Task requirements. Please copy the data from the line with "[point] every instance of the clear" through the end of the data, both ends included, multiplying every x and y coordinate in the answers by 0.55 and rounding to whole numbers, with halves rounded up. Keep the requests in place and unchanged, and give only those lines.

Exercise inputs.
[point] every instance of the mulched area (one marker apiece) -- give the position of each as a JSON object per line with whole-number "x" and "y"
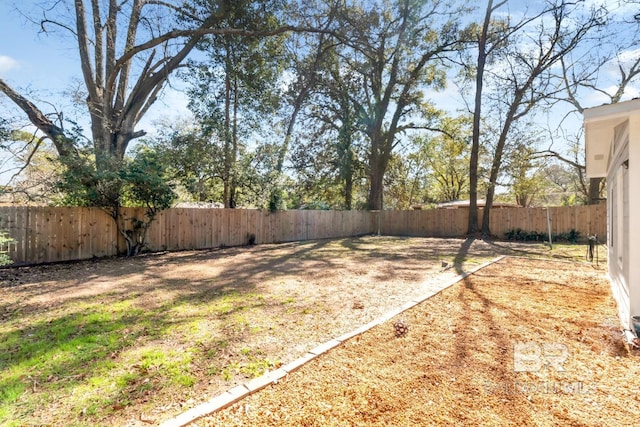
{"x": 521, "y": 342}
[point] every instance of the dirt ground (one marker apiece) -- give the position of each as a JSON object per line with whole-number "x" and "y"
{"x": 239, "y": 311}
{"x": 519, "y": 343}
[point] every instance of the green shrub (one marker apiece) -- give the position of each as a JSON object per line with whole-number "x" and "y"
{"x": 5, "y": 241}
{"x": 520, "y": 235}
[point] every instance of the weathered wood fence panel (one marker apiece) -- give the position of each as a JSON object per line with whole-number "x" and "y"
{"x": 44, "y": 234}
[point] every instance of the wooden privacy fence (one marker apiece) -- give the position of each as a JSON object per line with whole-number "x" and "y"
{"x": 43, "y": 234}
{"x": 587, "y": 220}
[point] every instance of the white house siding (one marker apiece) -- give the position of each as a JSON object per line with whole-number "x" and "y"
{"x": 612, "y": 140}
{"x": 618, "y": 196}
{"x": 632, "y": 272}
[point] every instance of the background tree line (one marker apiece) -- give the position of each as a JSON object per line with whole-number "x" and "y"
{"x": 323, "y": 104}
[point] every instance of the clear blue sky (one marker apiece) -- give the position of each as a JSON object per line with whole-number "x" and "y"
{"x": 48, "y": 65}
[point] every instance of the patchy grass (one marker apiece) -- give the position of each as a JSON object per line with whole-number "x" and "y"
{"x": 111, "y": 341}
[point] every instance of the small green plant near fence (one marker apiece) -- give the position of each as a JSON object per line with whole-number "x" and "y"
{"x": 520, "y": 235}
{"x": 5, "y": 241}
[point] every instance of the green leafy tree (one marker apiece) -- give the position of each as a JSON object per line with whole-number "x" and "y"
{"x": 140, "y": 181}
{"x": 446, "y": 158}
{"x": 394, "y": 50}
{"x": 127, "y": 51}
{"x": 236, "y": 86}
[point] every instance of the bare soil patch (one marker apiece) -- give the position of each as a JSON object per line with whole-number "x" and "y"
{"x": 463, "y": 361}
{"x": 137, "y": 341}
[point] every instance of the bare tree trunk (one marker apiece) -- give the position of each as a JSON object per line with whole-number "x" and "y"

Written solution.
[point] every instance of the clear blue sky (one marker apiece) -- give the position of each as a JSON object per line with whole-number "x" and "y"
{"x": 26, "y": 36}
[point] every instance of the patchy grass (one marker apiece) -- give the position of each as a JSON object per line with whole-number "x" and "y"
{"x": 61, "y": 188}
[point] every instance of the small green plant near fence (one marker apiece) -- give the position of each as a JSON object per line with whole-number "x" and "y"
{"x": 286, "y": 129}
{"x": 3, "y": 133}
[point] every instance of the green leafy tree (one marker apiece) -- give the position of each as a JSON object per line with whole-number "x" and "y"
{"x": 77, "y": 100}
{"x": 245, "y": 87}
{"x": 217, "y": 28}
{"x": 70, "y": 28}
{"x": 130, "y": 47}
[point] every instance of the bare soil patch (one marker apiece) -- give the position of each as a JSON object per line with whole-number "x" and "y"
{"x": 255, "y": 199}
{"x": 75, "y": 188}
[point] every instance of the bare tree trunk (one marker apiece) -- give the position of each as a JSON object per line with whole-number "x" and "y"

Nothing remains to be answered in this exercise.